The records below must be written out exactly, with every picture left behind.
-*-
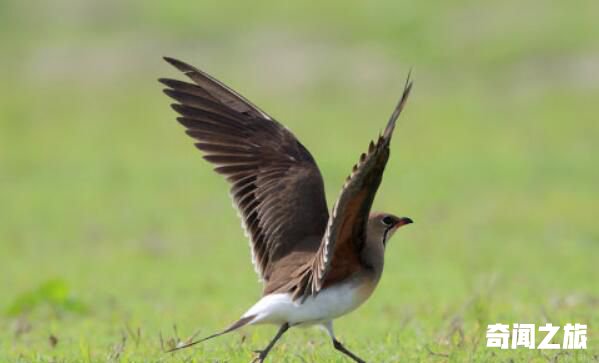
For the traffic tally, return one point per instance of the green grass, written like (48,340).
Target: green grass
(112,226)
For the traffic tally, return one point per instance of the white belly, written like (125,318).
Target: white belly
(329,304)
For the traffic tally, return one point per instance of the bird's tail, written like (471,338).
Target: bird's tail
(236,325)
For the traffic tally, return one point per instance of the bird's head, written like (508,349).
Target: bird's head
(381,226)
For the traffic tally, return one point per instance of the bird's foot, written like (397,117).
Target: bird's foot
(261,356)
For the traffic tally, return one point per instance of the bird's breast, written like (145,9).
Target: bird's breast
(328,304)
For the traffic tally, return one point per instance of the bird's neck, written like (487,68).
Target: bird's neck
(373,258)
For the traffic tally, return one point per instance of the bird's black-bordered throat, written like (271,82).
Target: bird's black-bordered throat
(315,266)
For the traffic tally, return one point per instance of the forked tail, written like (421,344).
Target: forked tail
(236,325)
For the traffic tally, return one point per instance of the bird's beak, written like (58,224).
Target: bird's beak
(403,221)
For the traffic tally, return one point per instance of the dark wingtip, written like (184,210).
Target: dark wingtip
(182,66)
(400,105)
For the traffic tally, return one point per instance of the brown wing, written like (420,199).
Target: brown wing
(338,256)
(276,184)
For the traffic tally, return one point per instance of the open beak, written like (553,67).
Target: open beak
(403,221)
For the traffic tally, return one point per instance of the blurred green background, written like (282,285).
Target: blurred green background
(112,228)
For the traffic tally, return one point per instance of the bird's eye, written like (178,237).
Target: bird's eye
(388,221)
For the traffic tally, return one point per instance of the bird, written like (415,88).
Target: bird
(315,266)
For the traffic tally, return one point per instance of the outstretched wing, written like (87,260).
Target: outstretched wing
(338,256)
(276,184)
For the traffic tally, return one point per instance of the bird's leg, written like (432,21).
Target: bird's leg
(345,351)
(328,326)
(264,352)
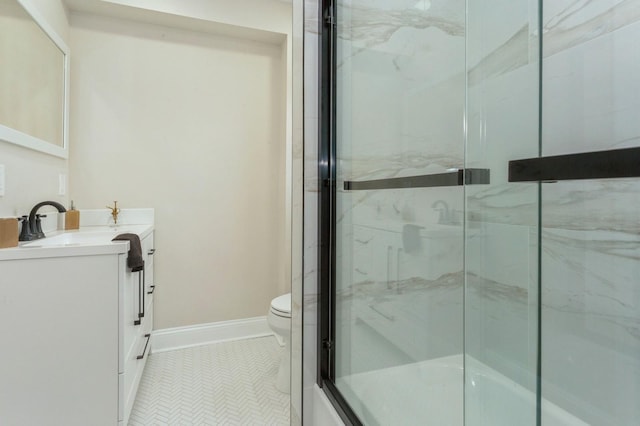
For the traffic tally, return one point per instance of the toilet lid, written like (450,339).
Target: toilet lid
(282,304)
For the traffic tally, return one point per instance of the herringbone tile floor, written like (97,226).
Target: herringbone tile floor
(229,383)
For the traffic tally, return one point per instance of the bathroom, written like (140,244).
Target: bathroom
(502,291)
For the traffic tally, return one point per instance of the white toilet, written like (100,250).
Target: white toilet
(279,320)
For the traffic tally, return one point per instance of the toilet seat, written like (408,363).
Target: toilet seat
(281,306)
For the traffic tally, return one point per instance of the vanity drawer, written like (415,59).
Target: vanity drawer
(134,365)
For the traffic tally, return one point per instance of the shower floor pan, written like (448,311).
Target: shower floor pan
(431,393)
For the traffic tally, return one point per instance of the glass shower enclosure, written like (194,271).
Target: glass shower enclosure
(480,211)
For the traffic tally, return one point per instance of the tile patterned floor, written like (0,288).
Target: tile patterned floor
(229,383)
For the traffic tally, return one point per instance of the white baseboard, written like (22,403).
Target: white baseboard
(169,339)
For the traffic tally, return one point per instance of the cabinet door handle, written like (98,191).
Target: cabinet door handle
(142,284)
(140,299)
(148,336)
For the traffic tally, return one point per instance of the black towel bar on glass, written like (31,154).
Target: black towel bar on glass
(454,178)
(616,163)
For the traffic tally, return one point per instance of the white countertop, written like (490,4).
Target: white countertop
(87,241)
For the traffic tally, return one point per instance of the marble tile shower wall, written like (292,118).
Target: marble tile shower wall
(590,251)
(590,235)
(400,113)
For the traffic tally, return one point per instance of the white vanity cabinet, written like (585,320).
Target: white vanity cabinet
(71,352)
(136,327)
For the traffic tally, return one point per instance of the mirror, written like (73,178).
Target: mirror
(34,80)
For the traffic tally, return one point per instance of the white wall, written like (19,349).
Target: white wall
(192,124)
(32,177)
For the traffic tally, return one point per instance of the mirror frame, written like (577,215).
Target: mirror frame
(11,135)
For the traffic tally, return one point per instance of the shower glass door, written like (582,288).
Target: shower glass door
(396,354)
(480,256)
(552,247)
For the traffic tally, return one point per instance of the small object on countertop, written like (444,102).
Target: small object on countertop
(114,212)
(72,218)
(8,232)
(134,259)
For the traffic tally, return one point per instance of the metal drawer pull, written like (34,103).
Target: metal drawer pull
(144,279)
(140,299)
(148,336)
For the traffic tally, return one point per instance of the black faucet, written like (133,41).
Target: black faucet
(31,226)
-*-
> Full output
For the traffic tally, return one point per instance of the green grass, written like (48,340).
Target: green grass
(112,226)
For the traffic tally, return one point per instance of the white belly, written like (125,318).
Target: white belly
(329,304)
For the traffic tally, return one point per instance of the bird's tail, written like (471,338).
Target: bird's tail
(236,325)
For the traffic tally, return one point per instance of the bird's head, written like (508,349).
Target: bird's head
(381,226)
For the traffic tally, return one point per instance of the bird's foot, written like (397,117).
Target: bird's foot
(261,356)
For the traffic tally, return one point per instance of the bird's breast, written like (145,9).
Target: bird's breast
(328,304)
For the traffic tally, return one point per instance of the bird's neck, written like (487,68).
Target: bird's neck
(373,258)
For the traffic tally, return one point per instance of the bird's black-bordered throat, written like (271,82).
Target: bird's black-bordered throat
(315,266)
For the traffic tally, return one point per instance of the forked tail, written like (421,344).
Target: forked tail
(236,325)
For the traffic tally, return one point per instance of the bird's beak, written like (58,224).
Target: bird's beak
(403,221)
For the traffic tally, return one point per instance of the dark wingtip, written like (184,210).
Target: dark wingtip
(182,66)
(400,105)
For the traffic tally, return one point per instance of the brown wing, written like (420,199).
Target: brown wing
(338,256)
(276,184)
For the traffic tally, return one point per instance of the open beak, written like (553,67).
Target: open beak
(403,221)
For the traffic tally, return one point per instance of the blurred green background, written like (282,285).
Target: blurred green background
(112,228)
For the traffic tally, return one point per instance of the bird's eye, written like (178,237).
Target: bird's eye
(388,221)
For the traffic tally, return one point per instance of the bird, written like (415,88).
Target: bird
(315,266)
For the traffic tally, return one point per instance of the outstretched wing, written like (87,260).
Target: outstretched wing
(338,256)
(276,184)
For the traffic tally, return one point per instance of the bird's leg, written like (432,21).
Target: bird's leg
(345,351)
(328,326)
(264,352)
For the traffic tally, return one point per instance of the toilet lid, written like (450,339).
Target: toilet lid
(282,304)
For the traffic tally, return one point per instance of the herringbone tile floor, written like (97,226).
Target: herringbone tile floor
(229,383)
For the traffic tally, return one point per instance of the bathroom, written like (140,244).
Target: bathroom
(502,291)
For the traffic tally, return one point per instance of the white toilet, written like (100,250).
Target: white toilet
(279,320)
For the traffic tally, return one point per instance of the toilet seat, written like (408,363).
Target: toilet seat
(281,306)
For the traffic tally, return one point per instance of the vanity drawer, written like (415,59).
Target: vanity drawer
(134,365)
For the traffic tally, return one point per instance of the shower floor pan, written like (448,311).
Target: shower floor pan
(431,393)
For the traffic tally, return one point per instance of the glass shower enclosure, written like (194,271).
Target: glass shower enclosure
(480,211)
For the traffic tally, return one point per instance of the tile patterned floor, written like (0,288).
Target: tile patterned floor
(229,383)
For the traffic tally, return one point per instance of the white baseboard, written like (22,403).
Target: white baseboard
(169,339)
For the traffic tally, return one point per instance of the cabinet door handle, written like (98,191).
Target: cabinet door handle
(142,284)
(140,299)
(148,336)
For the traffic tally, return one point per instance of the black towel bar on glass, written like (31,154).
Target: black towel bar on glass
(454,178)
(616,163)
For the traffic tally, return one point per instance of the white countertop, written like (490,4).
Target: white countertop
(87,241)
For the traffic tally, return one point per instance of the marble tile shower wall, written like (292,118).
Target: marble tile shower wall
(590,251)
(590,235)
(400,113)
For the traffic tally, return one point per instance of the white vanity cabinet, written like (585,320).
Target: white vanity cabinet
(71,352)
(136,327)
For the traffic tally, return one point per instance of the mirror, written like (73,178).
Target: mirror
(34,80)
For the traffic tally, return one point per instance of the white wall, written like (19,349).
Target: white wall
(192,124)
(32,177)
For the traffic tally, return one point per instance of the mirror frame, written like (577,215).
Target: mirror frame
(11,135)
For the traffic tally, return one point per instance of the shower glass door, written like (582,288).
Target: shower glass door
(396,354)
(480,256)
(552,247)
For the traffic tally, return one point per instance of the small object on countertop, written like (444,102).
Target: small object on countertop
(114,212)
(72,218)
(8,232)
(134,259)
For the traffic tally, return one point per instance of the metal drawer pull, written like (34,103).
Target: metal drawer pull
(144,279)
(140,299)
(148,336)
For the traffic tally, return one point per instance of the black faucet, written like (133,41).
Target: black faucet
(31,226)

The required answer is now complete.